> _Text segment_:
We have previously demonstrated that a shorter duration of EEG burst-suppression and higher burst frequency soon after ROSC is strongly associated with good neurological recovery in normothermic rats14, 15, 20
. The human translation of this finding is implicit in the conclusion that the presence of burst-suppression has excellent specificity for poor outcome after 24 hours but lower accuracy at earlier timepoints6, 37, 38
Over the past decade, an increasing amount of clinical and basic research has focused on manipulation of temperature to improve or worsen neurological outcomes and neuronal injury after global ischemia. This body of literature has consistently shown worsening neuronal injury with spontaneous or induced hyperthermia9
and a neuroprotective effect of mild hypothermia11, 12
. The interaction between temperature and neuronal activity is complex and non-linear. Brain slice and in vivo
preparations have consistently shown a transient increase in neuronal firing within the range of mild hypothermia (30–34°C) and a relatively linear decrease in activity below this range39–41
. Similarly, mild hyperthermia transiently increases evoked and spontaneous neuronal spikes39, 41
The current experiment was designed to explore the effects of different temperature ranges on the evolution of EEG bursting after CA. Based on the correlation between outcome and burst frequency in this setting and the known protective effect of hypothermia and injurious effect of hyperthermia, we anticipated that early burst frequency would decrease with increasing temperature. As described above, however, a non-linear relationship between temperature and burst frequency was demonstrated with higher frequency in both the hyperthermia and hypothermia groups compared to the normothermic animals. The reason for this nonlinear relationship is not known, but these results closely parallel the relationship between temperature and spontaneous neuronal activity described above. Increased burst frequency in the hyperthermia group may reflect an overall increase in the spontaneous neuronal depolarization rate, lower threshold for depolarization, and higher basal metabolic rate associated with increased temperature. On the other hand, early burst frequency may be an inaccurate measure of outcome because the detrimental effects of hyperthermia on neuronal injury are delayed beyond this period which presumably due to overheightened metabolic rate7–9
As previously demonstrated in normothermic rats after CA14, 15, 20
, earlier EEG recovery was associated with significant improvement in NDS. Burst frequency in the first 90 minutes after resuscitation was strongly associated with neurological outcome. This strong linear relationship between early burst frequency and 72-hour NDS, however, was not present in the hypothermic and hyperthermic groups. The reason for this finding most likely relates to confounding influences of temperature on burst frequency. These findings may invalidate use of early burst frequency as an outcome predictor among CA survivors treated with induced hypothermia and in those with spontaneous hyperthemia. Simple burst counting methods, however, may not account for alterations in burst complexity caused by temperature manipulation and quantitative EEG methods may be required to capture the discriminative information contained within EEG signal outside the normal physiological temperature range.
Limitations of this study include a small number of animals. This limitation was especially evident in the hyperthermia group, in which 3/7 animals did not survive to the conclusion of the 72-hour experiment. The small number of animals and the assignment of an NDS score of 0 for non-survivors may have influenced the predictive accuracy of burst counting in the hyperthermia group. In addition, the major limitation of burst counting is that it does not account for the burst-suppression ratio and burst duration or complexity, which may contain discriminative information.

> _Data excerpts_:
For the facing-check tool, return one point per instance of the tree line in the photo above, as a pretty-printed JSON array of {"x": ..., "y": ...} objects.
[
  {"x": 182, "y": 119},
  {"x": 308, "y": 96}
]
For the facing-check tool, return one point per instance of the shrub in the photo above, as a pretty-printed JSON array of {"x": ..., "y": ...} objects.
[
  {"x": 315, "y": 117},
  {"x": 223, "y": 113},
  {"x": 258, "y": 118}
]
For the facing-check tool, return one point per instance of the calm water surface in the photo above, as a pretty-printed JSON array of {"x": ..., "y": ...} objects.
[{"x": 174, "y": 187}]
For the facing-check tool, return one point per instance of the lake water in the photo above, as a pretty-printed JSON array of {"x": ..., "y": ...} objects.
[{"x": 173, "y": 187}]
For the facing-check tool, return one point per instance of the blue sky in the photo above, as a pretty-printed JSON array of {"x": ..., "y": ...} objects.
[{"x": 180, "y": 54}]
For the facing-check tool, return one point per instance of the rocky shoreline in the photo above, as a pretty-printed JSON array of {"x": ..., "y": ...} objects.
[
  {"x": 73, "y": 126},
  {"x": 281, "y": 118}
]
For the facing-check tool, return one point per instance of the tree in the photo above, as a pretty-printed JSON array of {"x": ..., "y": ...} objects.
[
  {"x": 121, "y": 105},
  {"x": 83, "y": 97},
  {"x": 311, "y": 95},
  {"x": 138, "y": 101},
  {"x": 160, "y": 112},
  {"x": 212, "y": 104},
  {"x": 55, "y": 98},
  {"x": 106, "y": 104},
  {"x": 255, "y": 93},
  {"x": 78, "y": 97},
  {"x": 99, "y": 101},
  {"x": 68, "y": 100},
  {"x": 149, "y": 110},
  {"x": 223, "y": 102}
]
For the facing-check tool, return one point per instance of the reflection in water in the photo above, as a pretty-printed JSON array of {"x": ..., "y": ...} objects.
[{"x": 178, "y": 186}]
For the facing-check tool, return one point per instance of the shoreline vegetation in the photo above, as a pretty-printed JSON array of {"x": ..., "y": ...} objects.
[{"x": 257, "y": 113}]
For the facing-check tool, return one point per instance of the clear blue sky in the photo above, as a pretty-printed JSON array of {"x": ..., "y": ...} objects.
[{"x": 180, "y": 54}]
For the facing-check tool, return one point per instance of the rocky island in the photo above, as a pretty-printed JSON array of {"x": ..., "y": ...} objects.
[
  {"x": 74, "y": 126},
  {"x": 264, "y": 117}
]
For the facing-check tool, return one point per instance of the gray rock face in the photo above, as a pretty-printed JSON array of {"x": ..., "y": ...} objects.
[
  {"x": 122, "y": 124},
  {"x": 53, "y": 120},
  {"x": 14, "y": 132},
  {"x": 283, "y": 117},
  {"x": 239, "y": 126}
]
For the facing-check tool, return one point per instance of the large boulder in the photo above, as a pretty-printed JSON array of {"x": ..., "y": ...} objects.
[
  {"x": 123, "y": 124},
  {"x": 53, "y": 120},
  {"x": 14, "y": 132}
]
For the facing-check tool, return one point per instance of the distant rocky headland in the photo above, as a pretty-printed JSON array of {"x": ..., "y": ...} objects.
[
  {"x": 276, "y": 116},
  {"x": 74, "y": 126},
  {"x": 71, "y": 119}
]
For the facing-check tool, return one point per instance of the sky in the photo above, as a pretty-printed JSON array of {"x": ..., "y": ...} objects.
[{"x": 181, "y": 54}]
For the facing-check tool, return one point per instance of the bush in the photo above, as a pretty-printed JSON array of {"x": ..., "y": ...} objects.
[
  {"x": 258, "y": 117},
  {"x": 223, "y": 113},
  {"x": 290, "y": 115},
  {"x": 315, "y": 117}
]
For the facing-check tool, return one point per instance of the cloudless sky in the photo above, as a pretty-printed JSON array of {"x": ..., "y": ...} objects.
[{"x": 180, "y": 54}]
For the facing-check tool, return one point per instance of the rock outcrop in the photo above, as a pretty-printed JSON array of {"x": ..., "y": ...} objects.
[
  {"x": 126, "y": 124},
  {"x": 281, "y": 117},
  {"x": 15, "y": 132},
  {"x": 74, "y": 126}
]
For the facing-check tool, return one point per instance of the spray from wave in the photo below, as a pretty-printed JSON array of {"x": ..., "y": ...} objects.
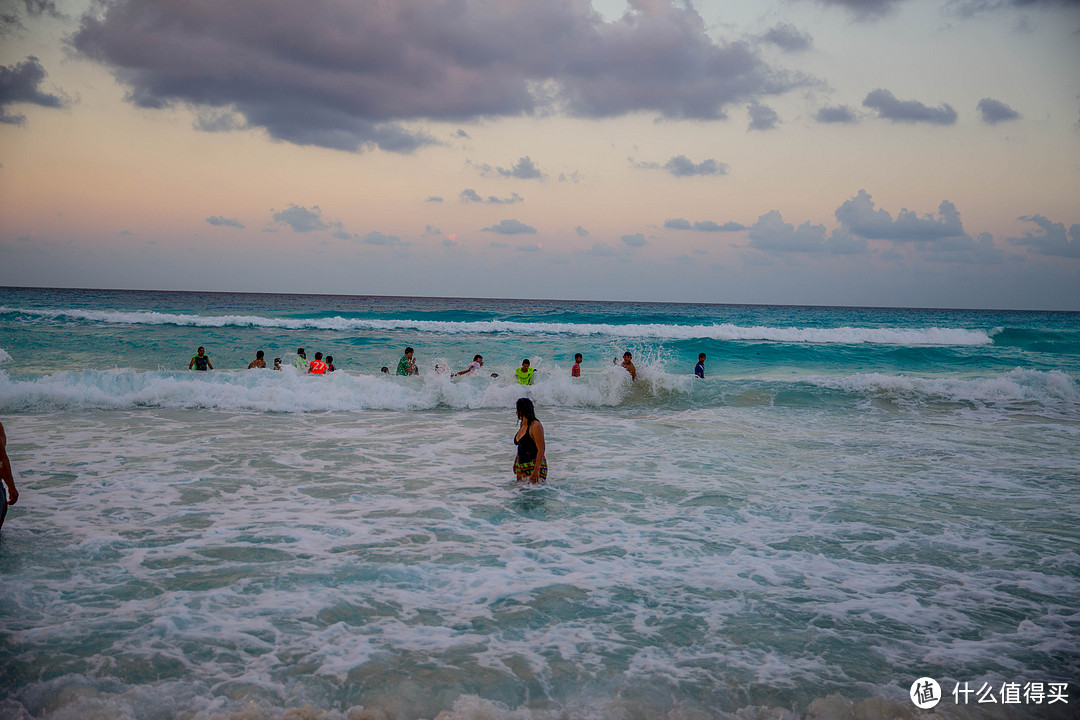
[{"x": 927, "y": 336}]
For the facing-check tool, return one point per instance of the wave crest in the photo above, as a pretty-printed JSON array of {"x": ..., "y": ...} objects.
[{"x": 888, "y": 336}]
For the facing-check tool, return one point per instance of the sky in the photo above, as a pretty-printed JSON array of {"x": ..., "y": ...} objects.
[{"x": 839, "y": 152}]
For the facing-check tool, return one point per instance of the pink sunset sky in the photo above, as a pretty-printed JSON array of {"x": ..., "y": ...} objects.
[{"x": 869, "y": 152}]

---

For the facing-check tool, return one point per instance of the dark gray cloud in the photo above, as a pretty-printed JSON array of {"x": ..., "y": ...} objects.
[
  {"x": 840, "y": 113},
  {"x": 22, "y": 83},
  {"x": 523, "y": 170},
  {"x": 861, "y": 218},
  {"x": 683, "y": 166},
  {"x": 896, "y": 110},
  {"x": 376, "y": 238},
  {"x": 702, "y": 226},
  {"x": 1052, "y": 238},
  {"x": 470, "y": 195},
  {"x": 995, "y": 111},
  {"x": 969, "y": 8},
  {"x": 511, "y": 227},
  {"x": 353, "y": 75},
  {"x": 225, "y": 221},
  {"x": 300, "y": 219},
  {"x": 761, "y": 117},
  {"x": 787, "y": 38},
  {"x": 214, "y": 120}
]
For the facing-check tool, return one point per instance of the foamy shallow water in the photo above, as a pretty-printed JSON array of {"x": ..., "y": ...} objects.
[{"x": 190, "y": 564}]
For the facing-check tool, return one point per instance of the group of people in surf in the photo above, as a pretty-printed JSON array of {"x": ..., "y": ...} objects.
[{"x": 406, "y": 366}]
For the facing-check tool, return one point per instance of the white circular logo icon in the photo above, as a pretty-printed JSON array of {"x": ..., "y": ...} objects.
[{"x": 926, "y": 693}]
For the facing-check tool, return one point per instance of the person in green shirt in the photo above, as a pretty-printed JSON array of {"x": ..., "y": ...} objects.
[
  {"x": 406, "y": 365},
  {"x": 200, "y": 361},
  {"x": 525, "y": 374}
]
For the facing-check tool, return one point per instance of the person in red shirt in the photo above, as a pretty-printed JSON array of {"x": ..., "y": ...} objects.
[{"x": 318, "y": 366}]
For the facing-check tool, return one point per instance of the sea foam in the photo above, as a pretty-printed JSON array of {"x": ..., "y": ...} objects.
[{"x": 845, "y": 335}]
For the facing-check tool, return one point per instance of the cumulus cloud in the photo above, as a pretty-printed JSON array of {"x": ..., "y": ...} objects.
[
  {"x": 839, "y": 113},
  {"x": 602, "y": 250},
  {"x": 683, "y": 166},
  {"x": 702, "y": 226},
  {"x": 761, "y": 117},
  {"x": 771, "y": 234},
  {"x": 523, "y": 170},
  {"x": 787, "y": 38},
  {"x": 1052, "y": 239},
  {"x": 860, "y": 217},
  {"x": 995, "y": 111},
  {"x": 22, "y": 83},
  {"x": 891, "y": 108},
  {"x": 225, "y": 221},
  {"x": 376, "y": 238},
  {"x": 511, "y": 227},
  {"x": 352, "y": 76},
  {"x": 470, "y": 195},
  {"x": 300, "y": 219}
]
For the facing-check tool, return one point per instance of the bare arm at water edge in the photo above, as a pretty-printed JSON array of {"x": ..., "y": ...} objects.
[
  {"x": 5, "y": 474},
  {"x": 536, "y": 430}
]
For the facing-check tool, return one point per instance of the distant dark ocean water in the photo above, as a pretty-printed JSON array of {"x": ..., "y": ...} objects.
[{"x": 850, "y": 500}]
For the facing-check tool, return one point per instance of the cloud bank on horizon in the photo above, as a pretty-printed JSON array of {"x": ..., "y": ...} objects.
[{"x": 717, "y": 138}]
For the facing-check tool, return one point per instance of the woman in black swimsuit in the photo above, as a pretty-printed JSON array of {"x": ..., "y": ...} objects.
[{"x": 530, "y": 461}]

> _Exercise brief_: In the discussion of temperature and EEG bursting above, list every factor that increased burst frequency in the hyperthermia group may reflect.

> _Task response_:
- An overall increase in the spontaneous neuronal depolarization rate
- Lower threshold for depolarization
- Higher basal metabolic rate associated with increased temperature